__Tu tarea__:
Contesta estas preguntas sobre el fragmento del seminario que está más abajo:
1. ¿Qué edad tenía quien narra cuando llegó a aquel seminario?
2. ¿En qué categorías estaban divididas las voces del coro?
3. ¿Por qué delito lo expulsaron?

__Extracto del texto__:
___

También
yo fui casi cocinero antes que casi fraile. Y digo casi porque, en verdad, nadie
consigue nada plenamente. No llegué a cocinero, pero sí vine si no a gozar
tampoco a sufrir un estadio intermedio entre la cocina de las monjas y los
platos de la mesa de los curas: los olía, pero no los cataba. Los platos digo. Menos
aún a los otros, debo añadir para disipar cualquier sospecha. Tampoco alcancé
la categoría de fraile, porque aquella congregación no se nutría de legos, puesto que
cartuja no era, sino de simples seminaristas, y a tal grupo pertenecí hasta que,
pasados los años, ya en el noviciado, fui devuelto a los corrales. Quiero decir
que me expulsaron inmisericorde, a la mayor gloria de Dios, por delito de
rebeldía, ¡vaya por Él! ¿Y qué se me había perdido en el refectorio de los
curas? A ello voy.
Frisaba
servidor a la sazón los trece años cuando recalé en aquel semillero y, como ya
con diez había pertenecido al coro de otro seminario, diocesano éste, y había cantado
como solista en la parroquia de mi pueblo serrano, vine a
engrosar las filas del coro
del nuevo seminario, formado por una treintena de voces divididas en cuatro
categorías: tiples primeros, tiples segundos, barítonos y bajos. Como quiera
que mi voz era aún aguda a aquella edad, quedé encuadrado en los tiples
primeros. Sólo diré que alcanzamos a cantar con solvencia magníficas piezas de
toda índole, tanto religiosas como paganas, fúnebres como festivas. Pero
volviendo al cuento, si aguda y clara era mi voz en aquel menester, no había de
valer menos para otros, y así fui elegido para ejercer de lector en el
refectorio de los curas.

___

__Material proporcionado__:
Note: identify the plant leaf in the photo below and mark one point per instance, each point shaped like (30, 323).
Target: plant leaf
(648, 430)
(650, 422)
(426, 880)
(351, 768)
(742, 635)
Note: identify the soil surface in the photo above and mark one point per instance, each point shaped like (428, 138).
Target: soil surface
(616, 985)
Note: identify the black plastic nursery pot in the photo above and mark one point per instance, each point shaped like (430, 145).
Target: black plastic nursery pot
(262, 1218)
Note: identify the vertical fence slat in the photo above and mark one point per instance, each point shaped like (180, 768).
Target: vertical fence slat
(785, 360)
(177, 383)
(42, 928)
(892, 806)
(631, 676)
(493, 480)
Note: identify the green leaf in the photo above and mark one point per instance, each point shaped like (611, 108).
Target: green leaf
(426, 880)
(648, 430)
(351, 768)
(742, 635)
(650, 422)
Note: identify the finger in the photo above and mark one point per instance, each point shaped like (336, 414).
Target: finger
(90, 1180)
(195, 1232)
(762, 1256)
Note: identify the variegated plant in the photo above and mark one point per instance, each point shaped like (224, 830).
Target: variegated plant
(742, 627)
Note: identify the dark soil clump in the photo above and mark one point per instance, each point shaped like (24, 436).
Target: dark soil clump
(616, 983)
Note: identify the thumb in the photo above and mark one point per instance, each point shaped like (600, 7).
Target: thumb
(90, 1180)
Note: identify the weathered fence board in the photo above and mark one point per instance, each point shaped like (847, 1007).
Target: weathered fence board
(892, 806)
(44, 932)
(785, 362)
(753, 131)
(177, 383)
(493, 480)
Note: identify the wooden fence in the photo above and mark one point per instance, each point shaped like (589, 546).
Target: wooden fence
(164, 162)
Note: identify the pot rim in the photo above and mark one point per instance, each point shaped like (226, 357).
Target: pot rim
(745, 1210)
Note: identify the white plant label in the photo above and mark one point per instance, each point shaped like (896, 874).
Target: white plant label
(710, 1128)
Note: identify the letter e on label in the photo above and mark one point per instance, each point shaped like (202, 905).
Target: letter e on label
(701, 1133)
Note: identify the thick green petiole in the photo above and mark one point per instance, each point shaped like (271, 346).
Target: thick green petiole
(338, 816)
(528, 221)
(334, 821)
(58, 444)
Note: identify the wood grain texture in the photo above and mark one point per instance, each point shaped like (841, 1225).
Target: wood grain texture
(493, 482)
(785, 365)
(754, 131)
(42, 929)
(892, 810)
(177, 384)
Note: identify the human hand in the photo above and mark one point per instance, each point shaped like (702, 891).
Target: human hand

___

__Respuesta__:
1. Rondaba los trece años.
2. Tiples primeros, tiples segundos, barítonos y bajos.
3. Por delito de rebeldía.